> **OBJECTIVE**: Quote, verbatim, all material below, without pictures.

● ● ● ●

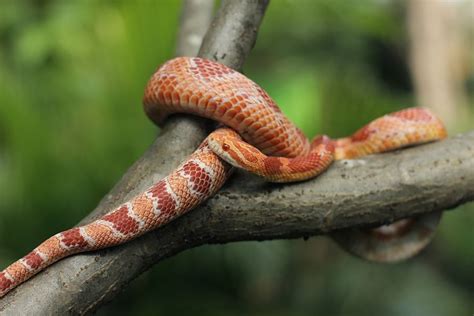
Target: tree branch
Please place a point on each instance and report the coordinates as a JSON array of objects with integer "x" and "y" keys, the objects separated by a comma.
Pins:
[
  {"x": 80, "y": 284},
  {"x": 196, "y": 16},
  {"x": 368, "y": 191}
]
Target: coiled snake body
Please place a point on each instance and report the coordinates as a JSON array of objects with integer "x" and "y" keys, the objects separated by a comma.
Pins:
[{"x": 256, "y": 137}]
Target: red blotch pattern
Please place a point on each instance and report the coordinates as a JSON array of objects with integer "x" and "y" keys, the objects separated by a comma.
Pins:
[
  {"x": 166, "y": 203},
  {"x": 272, "y": 164},
  {"x": 5, "y": 283},
  {"x": 198, "y": 176},
  {"x": 122, "y": 221}
]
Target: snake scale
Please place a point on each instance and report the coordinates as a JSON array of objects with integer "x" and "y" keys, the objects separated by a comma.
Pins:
[{"x": 256, "y": 136}]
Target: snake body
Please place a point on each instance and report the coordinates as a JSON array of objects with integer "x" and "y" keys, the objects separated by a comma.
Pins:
[{"x": 256, "y": 137}]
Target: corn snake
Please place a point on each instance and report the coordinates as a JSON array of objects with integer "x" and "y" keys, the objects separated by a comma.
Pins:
[{"x": 257, "y": 137}]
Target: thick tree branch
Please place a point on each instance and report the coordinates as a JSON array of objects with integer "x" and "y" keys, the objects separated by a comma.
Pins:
[{"x": 80, "y": 284}]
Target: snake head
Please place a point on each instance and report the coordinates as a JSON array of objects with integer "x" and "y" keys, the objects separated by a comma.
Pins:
[{"x": 222, "y": 142}]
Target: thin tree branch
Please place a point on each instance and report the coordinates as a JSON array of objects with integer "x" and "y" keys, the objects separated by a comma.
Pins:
[
  {"x": 368, "y": 191},
  {"x": 80, "y": 284}
]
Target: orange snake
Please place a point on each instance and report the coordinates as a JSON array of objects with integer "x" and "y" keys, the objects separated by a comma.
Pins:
[{"x": 256, "y": 137}]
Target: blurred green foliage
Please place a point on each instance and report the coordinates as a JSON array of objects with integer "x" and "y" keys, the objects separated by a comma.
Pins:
[{"x": 72, "y": 74}]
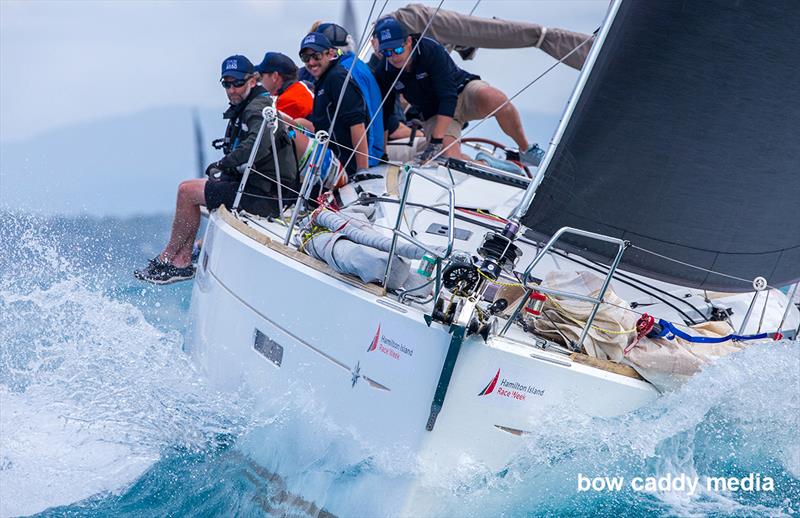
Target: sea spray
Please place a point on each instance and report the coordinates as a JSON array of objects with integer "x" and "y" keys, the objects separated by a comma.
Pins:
[{"x": 91, "y": 393}]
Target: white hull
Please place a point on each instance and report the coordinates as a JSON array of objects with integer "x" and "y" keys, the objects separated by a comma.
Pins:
[{"x": 370, "y": 366}]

● ● ● ●

> **FINAL RESULT**:
Target: tree branch
Please place a point on each instance and report the coordinates as a JSON array of objects with integer "x" and "y" keys, the objects separated by a comma.
Pins:
[
  {"x": 80, "y": 284},
  {"x": 196, "y": 16},
  {"x": 368, "y": 191}
]
Target: coiled snake body
Please place a point on each instance and report the coordinates as a JSON array of objects with integer "x" and "y" keys, the objects separated by a comma.
Pins:
[{"x": 256, "y": 137}]
Target: red blotch pattern
Please place a point on each instance and report the coordinates as a JSON array of objects with integer "x" and "y" keys, the objects separated by a comma.
Pins:
[
  {"x": 166, "y": 203},
  {"x": 272, "y": 164},
  {"x": 5, "y": 283},
  {"x": 198, "y": 176},
  {"x": 122, "y": 221}
]
Target: snake scale
Please place a point on each instance and report the coordinates as a JSON array of objects with integer "x" and "y" keys, the objects separated by a comma.
Pins:
[{"x": 256, "y": 136}]
Target: snake body
Please place a point on each instance and report the coordinates as a JSON array of objects with integer "x" and "y" keys, the objects separated by a comma.
Pins:
[{"x": 256, "y": 137}]
Target: corn snake
Please place a point on each instance and report the coordinates as a JSON array of objects with integer "x" and "y" keys, the objects separated by a comma.
Pins:
[{"x": 257, "y": 137}]
Target: thick tree branch
Please place a point on each instance and report the coordinates as a JSON array of objects with integer "x" and "y" keys, the objects separated by a comma.
Pins:
[{"x": 80, "y": 284}]
Target: snake head
Please place a point on each instance and report the coordinates as a JSON array of objects with integer "x" and "y" keys, the objects separated by a comma.
Pins:
[{"x": 222, "y": 142}]
Target: thin tree branch
Please place a point on each instance and report the coordinates as a JSON array of objects with integer "x" and "y" keys, the objects separated by a comma.
Pins:
[
  {"x": 368, "y": 191},
  {"x": 80, "y": 284}
]
Target: orange snake
Please place a point on each instance and report the coordinates as a JSON array of objects with integer "x" and "y" keys, the objects separated by a comma.
Pins:
[{"x": 256, "y": 137}]
Target: blurred green foliage
Please place a point on each instance and report the coordinates as a JSON array of objects with integer "x" and "y" keys, the objects separated by a comma.
Pins:
[{"x": 72, "y": 74}]
Target: sea spray
Please place a point on each instance and report the coordinates as a JSON array of objects with integer "x" and "y" keys, the objects separated by a comma.
Pins:
[{"x": 91, "y": 393}]
Target: white hull
Please place a point on each instance and report the coordinates as a JSON array of objects with integer "x" and "y" keys, the objects separated by a comma.
Pins:
[{"x": 370, "y": 366}]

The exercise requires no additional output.